▶ [Work request]:
Reproduce the entries that follow verbatim, down to the final line.

——————

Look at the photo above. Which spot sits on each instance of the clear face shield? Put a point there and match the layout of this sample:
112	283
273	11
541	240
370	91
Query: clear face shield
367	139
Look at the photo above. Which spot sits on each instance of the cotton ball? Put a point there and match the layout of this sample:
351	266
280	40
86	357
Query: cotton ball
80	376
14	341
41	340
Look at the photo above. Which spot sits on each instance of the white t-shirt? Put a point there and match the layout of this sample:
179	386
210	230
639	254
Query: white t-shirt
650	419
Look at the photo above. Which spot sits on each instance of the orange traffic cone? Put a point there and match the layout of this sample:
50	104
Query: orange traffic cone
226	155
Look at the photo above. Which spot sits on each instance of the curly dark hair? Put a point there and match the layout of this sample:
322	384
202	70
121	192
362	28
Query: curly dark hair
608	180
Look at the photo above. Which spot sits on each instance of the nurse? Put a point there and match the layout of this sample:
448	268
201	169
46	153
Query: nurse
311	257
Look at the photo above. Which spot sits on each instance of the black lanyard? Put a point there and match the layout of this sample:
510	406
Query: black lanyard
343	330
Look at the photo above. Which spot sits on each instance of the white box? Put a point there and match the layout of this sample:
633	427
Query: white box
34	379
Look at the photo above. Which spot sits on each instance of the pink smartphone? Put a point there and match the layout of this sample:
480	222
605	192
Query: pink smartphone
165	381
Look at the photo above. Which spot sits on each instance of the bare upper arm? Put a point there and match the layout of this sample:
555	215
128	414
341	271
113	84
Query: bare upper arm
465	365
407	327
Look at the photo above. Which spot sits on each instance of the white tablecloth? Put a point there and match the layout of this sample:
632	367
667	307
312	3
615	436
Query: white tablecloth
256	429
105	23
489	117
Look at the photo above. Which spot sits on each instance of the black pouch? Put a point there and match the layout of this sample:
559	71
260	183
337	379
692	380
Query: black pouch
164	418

——————

▶ [Exercise output]:
Look at the photo above. Which spot sits on each instance of the clear face shield? Put a point there and match the layout of this sample:
112	283
273	11
541	240
370	91
Query: clear face shield
367	139
Look at the photo above. Which spot sits on each instance of the cotton ball? Put a point there and match the layout of this sample:
351	266
280	40
86	357
Query: cotton ball
80	376
14	341
41	340
Look at the photo above. Which spot sits on each instance of the white t-shirt? Put a point there and match the layout of this sample:
179	386
210	230
639	254
Query: white t-shirt
650	419
Look at the photo above. Which spot sits on each instance of the orange traffic cone? Put a point there and match the layout of this sample:
50	104
Query: orange traffic cone
226	155
Look at the photo above. Which spot sits on each instance of the curly dark hair? Put a point there and match the layout of this sample:
322	384
202	70
121	192
362	28
Query: curly dark hair
608	180
Look at the photo above. Which spot sits on each instance of the nurse? Put a point there and match the layout of this sample:
448	268
201	169
46	153
Query: nurse
311	257
Look at the photo above. Which spot sits on each instance of the black lanyard? Put a point there and match the layout of this sample:
510	406
Query: black lanyard
343	330
Look at the photo above. Which spot sits on each instance of the white box? Put a point there and match the layout of this sample:
633	427
Query: white box
34	379
Look at the photo above. Which spot sits on each instance of the pink smartphone? Put a point there and match the layout of this sample:
480	222
605	192
Query: pink smartphone
165	381
Look at the photo above. Which spot sits on each instance of the bare upper arm? Put a point there and match the layout of this sample:
555	215
128	414
341	271
113	84
Query: bare upper arm
465	365
407	327
Look at the photo above. Which spot sits on each instance of the white tablecloth? Put a point there and match the layout of this sample:
632	367
667	307
312	3
615	436
Query: white tablecloth
256	429
105	23
489	117
Look at the photo above. Which spot sits on each instance of the black pouch? Put a point there and match the layout of this sample:
559	71
260	183
337	379
692	380
Query: black pouch
164	418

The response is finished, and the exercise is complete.